_TRY IT_
Only one stretch of the data is wanted: the line containing "Request = tag one keypoint per instance of the peacock", the line containing "Request = tag one keypoint per instance of the butterfly in", and every line between them, copied exactly.

(Referring expression pointing data)
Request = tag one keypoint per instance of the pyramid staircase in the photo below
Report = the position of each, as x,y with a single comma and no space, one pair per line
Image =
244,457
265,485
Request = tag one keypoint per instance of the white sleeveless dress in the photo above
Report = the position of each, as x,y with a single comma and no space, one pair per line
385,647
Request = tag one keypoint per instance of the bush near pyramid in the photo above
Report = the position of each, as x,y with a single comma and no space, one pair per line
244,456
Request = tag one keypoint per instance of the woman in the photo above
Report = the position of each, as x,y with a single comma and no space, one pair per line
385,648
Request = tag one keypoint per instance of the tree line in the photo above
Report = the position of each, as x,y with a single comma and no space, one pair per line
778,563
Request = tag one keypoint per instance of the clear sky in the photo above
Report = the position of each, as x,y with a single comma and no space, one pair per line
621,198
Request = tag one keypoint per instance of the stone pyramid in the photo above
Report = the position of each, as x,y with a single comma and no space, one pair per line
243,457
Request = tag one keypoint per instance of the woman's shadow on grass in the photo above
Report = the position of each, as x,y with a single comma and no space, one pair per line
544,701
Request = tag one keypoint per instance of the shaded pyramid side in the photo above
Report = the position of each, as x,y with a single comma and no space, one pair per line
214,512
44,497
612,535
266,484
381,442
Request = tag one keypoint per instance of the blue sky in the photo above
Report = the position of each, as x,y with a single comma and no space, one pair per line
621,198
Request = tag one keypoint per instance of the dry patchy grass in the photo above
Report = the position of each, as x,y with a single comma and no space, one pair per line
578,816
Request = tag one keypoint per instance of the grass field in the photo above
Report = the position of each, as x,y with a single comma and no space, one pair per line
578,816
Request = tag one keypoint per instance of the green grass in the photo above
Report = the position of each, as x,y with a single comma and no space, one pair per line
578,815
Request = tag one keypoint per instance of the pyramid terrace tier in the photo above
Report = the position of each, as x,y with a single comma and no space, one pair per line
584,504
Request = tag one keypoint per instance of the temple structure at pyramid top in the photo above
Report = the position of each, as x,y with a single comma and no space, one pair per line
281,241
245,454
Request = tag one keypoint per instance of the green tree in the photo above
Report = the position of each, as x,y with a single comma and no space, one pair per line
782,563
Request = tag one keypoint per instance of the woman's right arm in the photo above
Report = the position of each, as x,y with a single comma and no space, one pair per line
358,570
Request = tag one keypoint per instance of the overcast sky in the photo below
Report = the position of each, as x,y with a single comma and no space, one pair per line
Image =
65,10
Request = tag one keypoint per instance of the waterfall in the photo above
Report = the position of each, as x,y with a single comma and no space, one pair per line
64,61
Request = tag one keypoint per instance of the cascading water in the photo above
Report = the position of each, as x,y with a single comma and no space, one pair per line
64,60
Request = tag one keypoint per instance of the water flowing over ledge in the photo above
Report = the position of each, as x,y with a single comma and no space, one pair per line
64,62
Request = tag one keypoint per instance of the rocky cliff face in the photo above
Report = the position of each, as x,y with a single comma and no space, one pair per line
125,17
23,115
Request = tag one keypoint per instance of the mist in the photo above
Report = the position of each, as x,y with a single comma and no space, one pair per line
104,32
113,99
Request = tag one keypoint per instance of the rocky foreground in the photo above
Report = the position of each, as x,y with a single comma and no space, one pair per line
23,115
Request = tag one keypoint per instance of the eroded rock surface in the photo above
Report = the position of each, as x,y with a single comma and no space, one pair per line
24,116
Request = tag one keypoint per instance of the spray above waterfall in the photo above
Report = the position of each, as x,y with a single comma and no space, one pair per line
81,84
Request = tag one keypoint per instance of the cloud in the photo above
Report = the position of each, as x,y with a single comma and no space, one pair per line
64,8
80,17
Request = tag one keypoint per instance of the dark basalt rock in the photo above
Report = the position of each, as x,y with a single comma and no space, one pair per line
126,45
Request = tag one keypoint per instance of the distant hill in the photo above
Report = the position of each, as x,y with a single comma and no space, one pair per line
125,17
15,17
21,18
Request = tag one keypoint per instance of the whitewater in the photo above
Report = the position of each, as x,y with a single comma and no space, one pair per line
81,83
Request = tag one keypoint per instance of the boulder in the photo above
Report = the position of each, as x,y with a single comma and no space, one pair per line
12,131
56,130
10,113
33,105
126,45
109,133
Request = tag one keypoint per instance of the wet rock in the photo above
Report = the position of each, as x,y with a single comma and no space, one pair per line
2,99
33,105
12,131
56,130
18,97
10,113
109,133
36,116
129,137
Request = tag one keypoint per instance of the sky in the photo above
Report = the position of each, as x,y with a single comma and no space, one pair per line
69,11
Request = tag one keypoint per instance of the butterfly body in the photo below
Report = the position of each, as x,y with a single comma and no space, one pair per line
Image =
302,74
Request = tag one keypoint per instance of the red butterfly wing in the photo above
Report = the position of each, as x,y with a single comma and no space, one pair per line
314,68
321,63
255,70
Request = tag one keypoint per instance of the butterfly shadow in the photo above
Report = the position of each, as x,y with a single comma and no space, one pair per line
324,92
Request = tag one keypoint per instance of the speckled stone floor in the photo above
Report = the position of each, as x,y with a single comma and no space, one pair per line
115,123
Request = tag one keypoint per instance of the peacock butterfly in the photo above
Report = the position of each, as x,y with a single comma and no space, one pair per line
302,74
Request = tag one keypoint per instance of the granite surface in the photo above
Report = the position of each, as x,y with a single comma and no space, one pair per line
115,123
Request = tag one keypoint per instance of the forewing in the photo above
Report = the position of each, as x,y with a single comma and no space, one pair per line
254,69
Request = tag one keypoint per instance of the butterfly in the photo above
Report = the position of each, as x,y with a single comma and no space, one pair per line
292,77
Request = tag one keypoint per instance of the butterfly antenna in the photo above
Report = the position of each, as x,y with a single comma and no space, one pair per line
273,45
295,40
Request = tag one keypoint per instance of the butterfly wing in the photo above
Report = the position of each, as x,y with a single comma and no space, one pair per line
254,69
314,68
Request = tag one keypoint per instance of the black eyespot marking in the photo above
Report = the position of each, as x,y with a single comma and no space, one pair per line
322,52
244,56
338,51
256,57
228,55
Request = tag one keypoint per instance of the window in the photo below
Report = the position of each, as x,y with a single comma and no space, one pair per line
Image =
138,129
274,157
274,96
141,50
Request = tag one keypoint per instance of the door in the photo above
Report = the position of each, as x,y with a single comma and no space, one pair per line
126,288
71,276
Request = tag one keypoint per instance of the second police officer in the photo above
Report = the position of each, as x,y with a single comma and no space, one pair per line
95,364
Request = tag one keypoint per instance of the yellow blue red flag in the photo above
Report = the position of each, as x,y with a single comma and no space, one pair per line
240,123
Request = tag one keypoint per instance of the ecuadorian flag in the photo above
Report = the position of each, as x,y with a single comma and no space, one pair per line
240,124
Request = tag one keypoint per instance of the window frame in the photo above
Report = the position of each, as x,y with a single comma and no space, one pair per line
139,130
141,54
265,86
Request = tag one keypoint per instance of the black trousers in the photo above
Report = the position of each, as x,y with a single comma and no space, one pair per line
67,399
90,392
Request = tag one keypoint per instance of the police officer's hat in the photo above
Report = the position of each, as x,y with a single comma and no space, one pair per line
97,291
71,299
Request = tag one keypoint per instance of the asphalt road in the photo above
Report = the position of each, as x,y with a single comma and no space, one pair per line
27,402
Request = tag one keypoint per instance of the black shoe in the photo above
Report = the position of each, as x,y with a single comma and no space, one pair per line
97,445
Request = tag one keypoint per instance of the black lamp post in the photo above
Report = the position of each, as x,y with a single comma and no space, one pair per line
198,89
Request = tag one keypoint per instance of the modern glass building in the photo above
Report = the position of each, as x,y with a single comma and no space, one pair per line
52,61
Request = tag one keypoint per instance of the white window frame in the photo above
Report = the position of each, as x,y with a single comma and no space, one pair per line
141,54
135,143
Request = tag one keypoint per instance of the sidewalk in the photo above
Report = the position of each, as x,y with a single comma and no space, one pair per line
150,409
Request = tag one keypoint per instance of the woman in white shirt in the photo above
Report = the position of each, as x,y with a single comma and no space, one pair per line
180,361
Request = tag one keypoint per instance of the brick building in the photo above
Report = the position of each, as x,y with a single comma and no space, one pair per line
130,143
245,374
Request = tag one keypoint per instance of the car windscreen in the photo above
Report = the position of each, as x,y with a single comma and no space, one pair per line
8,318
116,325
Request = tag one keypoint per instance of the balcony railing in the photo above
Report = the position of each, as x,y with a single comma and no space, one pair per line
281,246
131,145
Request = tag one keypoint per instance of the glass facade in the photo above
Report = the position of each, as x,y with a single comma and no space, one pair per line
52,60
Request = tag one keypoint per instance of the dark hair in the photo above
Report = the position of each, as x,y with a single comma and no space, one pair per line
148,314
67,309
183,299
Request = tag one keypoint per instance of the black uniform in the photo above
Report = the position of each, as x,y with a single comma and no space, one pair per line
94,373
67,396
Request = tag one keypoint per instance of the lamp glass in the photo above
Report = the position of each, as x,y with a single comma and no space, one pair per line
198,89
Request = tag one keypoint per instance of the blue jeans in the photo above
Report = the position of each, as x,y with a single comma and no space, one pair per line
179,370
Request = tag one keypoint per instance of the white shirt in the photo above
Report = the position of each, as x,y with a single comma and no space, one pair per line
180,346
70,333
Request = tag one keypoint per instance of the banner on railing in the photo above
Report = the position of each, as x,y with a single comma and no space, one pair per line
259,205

_EXERCISE OUTPUT_
Request = tag one keypoint per instance of the peacock butterfly in the photo above
Report = the position of each, as x,y with a single comma and no space, one pair per line
302,74
Request = tag one keypoint per instance of the granite surface in the photo above
Report = the position of each, as x,y with a single comma and no space, one pair per line
115,123
Request = tag one keypoint per instance of the forewing in the photo above
Report = the position of each, as x,y with a single comma and no space, one pair per line
254,69
Request = tag one keypoint per instance of the butterfly in the photo above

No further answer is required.